-- Exercise --
Format the listing below as a numbered list, one item per line, omitting any blank lines.

-- Records for processing --
◇ ◇ ◇

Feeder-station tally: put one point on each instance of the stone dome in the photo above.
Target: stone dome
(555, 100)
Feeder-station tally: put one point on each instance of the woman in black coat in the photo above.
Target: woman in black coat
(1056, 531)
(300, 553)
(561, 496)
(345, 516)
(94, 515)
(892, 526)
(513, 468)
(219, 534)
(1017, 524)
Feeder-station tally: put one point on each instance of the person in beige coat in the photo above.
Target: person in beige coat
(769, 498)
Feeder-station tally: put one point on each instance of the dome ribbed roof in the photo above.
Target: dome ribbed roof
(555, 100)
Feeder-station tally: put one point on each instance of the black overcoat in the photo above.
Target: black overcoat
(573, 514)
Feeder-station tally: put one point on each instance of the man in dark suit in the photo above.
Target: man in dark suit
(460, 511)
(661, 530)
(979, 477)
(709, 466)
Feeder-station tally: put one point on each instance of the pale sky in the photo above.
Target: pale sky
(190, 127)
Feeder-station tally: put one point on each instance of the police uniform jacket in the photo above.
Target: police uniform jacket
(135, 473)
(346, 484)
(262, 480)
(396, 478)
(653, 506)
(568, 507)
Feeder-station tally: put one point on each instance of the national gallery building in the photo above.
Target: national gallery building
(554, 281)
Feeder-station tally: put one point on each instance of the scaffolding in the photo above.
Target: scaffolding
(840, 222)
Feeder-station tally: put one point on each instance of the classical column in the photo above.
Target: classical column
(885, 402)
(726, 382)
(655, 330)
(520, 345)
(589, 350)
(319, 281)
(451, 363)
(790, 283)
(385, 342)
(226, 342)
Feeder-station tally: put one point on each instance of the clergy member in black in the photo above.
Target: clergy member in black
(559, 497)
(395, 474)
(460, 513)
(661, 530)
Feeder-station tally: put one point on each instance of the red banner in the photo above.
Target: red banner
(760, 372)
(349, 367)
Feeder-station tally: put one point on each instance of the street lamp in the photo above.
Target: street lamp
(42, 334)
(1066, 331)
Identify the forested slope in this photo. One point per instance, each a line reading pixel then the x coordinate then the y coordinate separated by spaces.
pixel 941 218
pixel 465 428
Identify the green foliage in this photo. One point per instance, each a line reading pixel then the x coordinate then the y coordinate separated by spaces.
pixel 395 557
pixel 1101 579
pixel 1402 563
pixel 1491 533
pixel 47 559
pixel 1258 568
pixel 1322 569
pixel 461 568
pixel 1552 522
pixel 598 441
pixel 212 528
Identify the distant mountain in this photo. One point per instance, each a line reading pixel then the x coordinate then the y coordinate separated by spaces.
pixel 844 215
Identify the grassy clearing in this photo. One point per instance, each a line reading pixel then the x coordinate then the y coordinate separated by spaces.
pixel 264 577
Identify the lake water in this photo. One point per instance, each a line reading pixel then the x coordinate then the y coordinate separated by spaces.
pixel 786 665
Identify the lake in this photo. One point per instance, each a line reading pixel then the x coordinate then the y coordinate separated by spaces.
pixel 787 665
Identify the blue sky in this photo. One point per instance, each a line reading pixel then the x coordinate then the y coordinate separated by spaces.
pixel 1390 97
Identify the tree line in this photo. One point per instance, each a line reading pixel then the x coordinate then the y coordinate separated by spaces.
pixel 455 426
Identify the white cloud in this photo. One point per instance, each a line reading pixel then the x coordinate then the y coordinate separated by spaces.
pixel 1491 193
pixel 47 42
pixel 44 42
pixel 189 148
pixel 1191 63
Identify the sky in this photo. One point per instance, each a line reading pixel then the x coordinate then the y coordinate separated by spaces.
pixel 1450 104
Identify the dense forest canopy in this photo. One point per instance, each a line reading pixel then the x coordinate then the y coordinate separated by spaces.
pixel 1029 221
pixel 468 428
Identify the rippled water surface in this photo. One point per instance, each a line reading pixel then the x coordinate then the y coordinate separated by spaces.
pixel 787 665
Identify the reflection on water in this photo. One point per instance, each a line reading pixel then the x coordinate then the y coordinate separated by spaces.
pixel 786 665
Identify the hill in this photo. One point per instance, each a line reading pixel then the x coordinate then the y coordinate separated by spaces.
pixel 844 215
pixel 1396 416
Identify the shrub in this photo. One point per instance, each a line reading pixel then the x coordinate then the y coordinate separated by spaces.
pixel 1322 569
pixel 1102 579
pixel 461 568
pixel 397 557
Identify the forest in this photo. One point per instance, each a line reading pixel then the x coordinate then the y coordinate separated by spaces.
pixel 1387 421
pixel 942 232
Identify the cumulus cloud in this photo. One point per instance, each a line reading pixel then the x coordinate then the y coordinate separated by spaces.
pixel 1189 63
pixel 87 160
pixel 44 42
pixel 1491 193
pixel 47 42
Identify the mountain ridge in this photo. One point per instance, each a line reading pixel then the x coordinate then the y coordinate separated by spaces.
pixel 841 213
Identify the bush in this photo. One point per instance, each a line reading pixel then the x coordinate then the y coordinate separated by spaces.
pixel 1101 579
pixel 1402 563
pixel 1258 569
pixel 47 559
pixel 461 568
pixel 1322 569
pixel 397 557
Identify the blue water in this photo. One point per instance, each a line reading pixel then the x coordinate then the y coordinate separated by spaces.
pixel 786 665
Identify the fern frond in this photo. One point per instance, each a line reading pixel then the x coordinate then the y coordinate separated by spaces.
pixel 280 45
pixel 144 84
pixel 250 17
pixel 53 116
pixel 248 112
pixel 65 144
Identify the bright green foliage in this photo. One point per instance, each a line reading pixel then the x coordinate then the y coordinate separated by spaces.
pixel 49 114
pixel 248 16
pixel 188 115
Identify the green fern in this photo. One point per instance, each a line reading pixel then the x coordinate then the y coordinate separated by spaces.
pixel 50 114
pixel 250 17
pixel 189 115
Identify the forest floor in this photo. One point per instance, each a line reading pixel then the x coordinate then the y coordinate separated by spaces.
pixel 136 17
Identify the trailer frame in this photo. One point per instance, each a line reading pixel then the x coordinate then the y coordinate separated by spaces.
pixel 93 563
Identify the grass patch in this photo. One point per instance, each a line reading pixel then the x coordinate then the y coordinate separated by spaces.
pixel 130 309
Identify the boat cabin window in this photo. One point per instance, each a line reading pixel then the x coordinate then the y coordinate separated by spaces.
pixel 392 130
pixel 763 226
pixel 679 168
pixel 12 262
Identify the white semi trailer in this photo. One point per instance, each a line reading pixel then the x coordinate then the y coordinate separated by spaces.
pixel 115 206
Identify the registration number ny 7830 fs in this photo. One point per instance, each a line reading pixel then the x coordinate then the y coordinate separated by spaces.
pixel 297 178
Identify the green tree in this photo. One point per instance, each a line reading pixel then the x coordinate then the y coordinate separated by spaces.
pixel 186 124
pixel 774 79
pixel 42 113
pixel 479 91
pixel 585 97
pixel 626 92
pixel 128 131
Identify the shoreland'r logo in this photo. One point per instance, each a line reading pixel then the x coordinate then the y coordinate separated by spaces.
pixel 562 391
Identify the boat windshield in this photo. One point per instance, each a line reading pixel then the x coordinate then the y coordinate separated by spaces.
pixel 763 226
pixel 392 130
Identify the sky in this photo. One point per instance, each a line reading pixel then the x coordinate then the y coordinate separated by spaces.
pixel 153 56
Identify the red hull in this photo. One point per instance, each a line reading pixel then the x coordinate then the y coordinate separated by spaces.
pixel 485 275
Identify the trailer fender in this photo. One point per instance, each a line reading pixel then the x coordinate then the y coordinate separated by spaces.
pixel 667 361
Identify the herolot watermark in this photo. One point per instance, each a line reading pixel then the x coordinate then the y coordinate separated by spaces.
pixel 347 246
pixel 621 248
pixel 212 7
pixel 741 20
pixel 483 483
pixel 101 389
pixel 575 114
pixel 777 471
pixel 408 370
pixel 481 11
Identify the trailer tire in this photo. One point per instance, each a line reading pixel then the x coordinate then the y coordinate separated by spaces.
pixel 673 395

◇ ◇ ◇

-- Response to the task --
1. Feeder-station tally: put one point on each instance of the stone dome in the photo above.
2. Target: stone dome
3. (555, 100)
4. Feeder-station tally: put one point on each instance of the woman in black coat in the photo above.
5. Target: woman in black coat
6. (1056, 531)
7. (300, 553)
8. (561, 496)
9. (345, 516)
10. (94, 515)
11. (892, 526)
12. (513, 468)
13. (219, 534)
14. (1017, 524)
15. Feeder-station tally: put one point on each instance of the person in beige coat in the photo above.
16. Target: person in beige coat
17. (769, 498)
18. Feeder-station tally: put one point on each instance of the dome ribbed roof in the photo above.
19. Target: dome ribbed roof
20. (555, 100)
21. Feeder-station tally: put one point on each instance of the black overcoat in the photo above.
22. Target: black overcoat
23. (573, 514)
24. Feeder-station tally: put one point on each instance of the man in dark suit in the photo above.
25. Target: man in dark suit
26. (460, 511)
27. (661, 530)
28. (979, 477)
29. (709, 466)
30. Feeder-station tally: put one point on each instance of the pale sky in the photo above.
31. Target: pale sky
32. (190, 127)
33. Feeder-station tally: put one point on each instance of the police uniform jacket in the photo above.
34. Target: police uniform jacket
35. (135, 473)
36. (346, 484)
37. (262, 480)
38. (396, 478)
39. (653, 506)
40. (568, 507)
41. Feeder-station tally: put one point on each instance of the national gallery building in the photo above.
42. Target: national gallery building
43. (554, 281)
44. Feeder-station tally: put one point on each instance of the scaffolding in the photo above.
45. Target: scaffolding
46. (840, 222)
47. Feeder-station tally: put one point on each instance of the classical column in the photo above.
48. Target: classical column
49. (885, 402)
50. (726, 382)
51. (655, 330)
52. (520, 345)
53. (589, 350)
54. (319, 281)
55. (451, 363)
56. (790, 283)
57. (385, 342)
58. (226, 342)
59. Feeder-station tally: put one point on each instance of the clergy member in black in the photo above.
60. Target: clergy member in black
61. (559, 497)
62. (395, 474)
63. (460, 513)
64. (661, 530)
65. Feeder-station tally: put one point on each instance of the red banner in the photo above.
66. Target: red banner
67. (760, 372)
68. (349, 367)
69. Feeder-station tally: put one point on each instance of the street lamp in the photo above.
70. Target: street lamp
71. (42, 334)
72. (1066, 331)
73. Identify the forested slope in this photo. One point per instance, each a line reading pixel then the x coordinate then the y coordinate separated by spaces.
74. pixel 941 218
75. pixel 465 428
76. Identify the green foliage in this photo. One point per instance, each a line reading pixel then the x coordinate then the y coordinate separated by spaces.
77. pixel 395 557
78. pixel 1101 579
79. pixel 1402 563
80. pixel 1491 533
81. pixel 47 559
82. pixel 1258 568
83. pixel 1322 569
84. pixel 461 568
85. pixel 1552 522
86. pixel 598 441
87. pixel 212 528
88. Identify the distant mountain in this photo. One point per instance, each a line reading pixel then the x coordinate then the y coordinate separated by spaces.
89. pixel 844 215
90. Identify the grassy clearing in this photo. One point per instance, each a line reading pixel then the x coordinate then the y coordinate separated by spaces.
91. pixel 264 577
92. Identify the lake water in this photo. One point per instance, each a line reading pixel then the x coordinate then the y coordinate separated by spaces.
93. pixel 786 665
94. Identify the lake in this photo. One point per instance, each a line reading pixel then the x coordinate then the y coordinate separated by spaces.
95. pixel 787 665
96. Identify the blue sky in this photo. One point per instance, each a line reading pixel then the x coordinate then the y coordinate separated by spaces.
97. pixel 1390 97
98. Identify the tree line in this photo. One point per instance, each a line reading pixel then the x coordinate then the y coordinate separated by spaces.
99. pixel 455 426
100. Identify the white cloud in this photo. One point per instance, each a line reading pixel then the x coordinate then the y coordinate separated by spaces.
101. pixel 1491 193
102. pixel 47 42
103. pixel 44 42
104. pixel 189 148
105. pixel 1191 63
106. Identify the sky in this photo. One point per instance, each a line reading pixel then the x coordinate then the y coordinate separated by spaces.
107. pixel 1450 104
108. Identify the dense forest canopy in this photo. One point per instance, each a line reading pixel then the x coordinate then the y coordinate separated by spaces.
109. pixel 1029 221
110. pixel 468 428
111. Identify the rippled water surface in this photo. One point per instance, each a line reading pixel then the x coordinate then the y coordinate separated by spaces.
112. pixel 787 665
113. Identify the reflection on water in this photo. One point per instance, each a line reading pixel then the x coordinate then the y coordinate separated by spaces.
114. pixel 786 665
115. Identify the hill in this photo. One point per instance, each a line reading pixel then the x coordinate then the y coordinate separated by spaces.
116. pixel 844 215
117. pixel 1396 416
118. Identify the shrub in this photo. One point per instance, each a line reading pixel then the x coordinate then the y coordinate separated by spaces.
119. pixel 1322 569
120. pixel 1102 579
121. pixel 461 568
122. pixel 397 557
123. Identify the forest in this photo. One point per instance, each a line reading pixel then the x coordinate then the y coordinate separated by spaces.
124. pixel 1387 421
125. pixel 942 232
126. Identify the cumulus cloud in this photo. One point per instance, each a line reading pixel then the x coordinate then the y coordinate separated by spaces.
127. pixel 1189 63
128. pixel 87 160
129. pixel 44 42
130. pixel 1491 193
131. pixel 47 42
132. Identify the mountain ridge in this photo. One point per instance, each a line reading pixel then the x coordinate then the y coordinate separated by spaces.
133. pixel 841 213
134. Identify the bush in this photo. One point per instance, each a line reading pixel then the x coordinate then the y coordinate separated by spaces.
135. pixel 1101 579
136. pixel 1402 563
137. pixel 1258 569
138. pixel 47 559
139. pixel 461 568
140. pixel 1322 569
141. pixel 397 557
142. Identify the blue water in this photo. One point per instance, each a line reading pixel then the x coordinate then the y coordinate separated by spaces.
143. pixel 786 665
144. Identify the fern frond in this photo. One point per instance, each a line reading pixel then the x coordinate then the y coordinate separated by spaces.
145. pixel 280 45
146. pixel 144 84
147. pixel 250 17
148. pixel 53 116
149. pixel 248 112
150. pixel 65 144
151. Identify the bright green foliage in this photo. One point per instance, each a line reading pixel then the x coordinate then the y coordinate separated by spaces.
152. pixel 49 114
153. pixel 248 16
154. pixel 188 115
155. Identify the green fern in this photo. One point per instance, each a line reading pixel then the x coordinate then the y coordinate separated by spaces.
156. pixel 50 114
157. pixel 250 17
158. pixel 189 115
159. Identify the forest floor in this photo. One point per instance, each a line reading pixel then the x coordinate then the y coordinate separated by spaces.
160. pixel 136 17
161. Identify the trailer frame in this photo. One point per instance, each a line reading pixel then the x coordinate then the y coordinate separated by spaces.
162. pixel 93 563
163. Identify the grass patch in this photo. One point per instance, each a line reading pixel then the x coordinate then the y coordinate separated by spaces.
164. pixel 130 309
165. Identify the boat cabin window in this photo. One point per instance, each a line reading pixel then the x coordinate then the y coordinate separated by spaces.
166. pixel 392 130
167. pixel 763 226
168. pixel 679 168
169. pixel 12 262
170. Identify the white semi trailer in this photo. One point per instance, each a line reading pixel then the x coordinate then the y coordinate separated by spaces.
171. pixel 115 206
172. Identify the registration number ny 7830 fs in this photo. One point per instance, each a line reading pixel then the x coordinate then the y coordinate separated by spaces.
173. pixel 297 178
174. Identify the green tree in this photo. One point per instance, each a line reading pixel then the x coordinate then the y coordinate separated by spaces.
175. pixel 186 124
176. pixel 774 79
177. pixel 42 113
178. pixel 479 91
179. pixel 585 97
180. pixel 626 92
181. pixel 128 131
182. Identify the shoreland'r logo in this photo. One point per instance, each a line reading pixel then the x coordinate then the y coordinate separated by spaces.
183. pixel 562 391
184. Identify the boat windshield in this photo. One point per instance, each a line reading pixel then the x coordinate then the y coordinate separated by spaces.
185. pixel 763 226
186. pixel 392 130
187. Identify the sky in this photo. One point per instance, each a line reading pixel then the x coordinate then the y coordinate separated by spaces.
188. pixel 153 56
189. Identify the red hull in this photo. One point per instance, each a line reading pixel then the x coordinate then the y coordinate separated by spaces.
190. pixel 485 275
191. Identify the trailer fender in this photo. One point per instance, each a line reading pixel then the x coordinate then the y coordinate separated by spaces.
192. pixel 667 361
193. Identify the herolot watermark in this photo. One point per instance, each a line reading pixel then the x coordinate then the y coordinate separated by spaces.
194. pixel 347 246
195. pixel 621 248
196. pixel 212 7
197. pixel 741 20
198. pixel 483 483
199. pixel 101 389
200. pixel 575 114
201. pixel 777 471
202. pixel 408 370
203. pixel 481 11
204. Identify the trailer tire in this photo. One point per instance, each a line reading pixel then the x coordinate then the y coordinate separated by spaces.
205. pixel 673 395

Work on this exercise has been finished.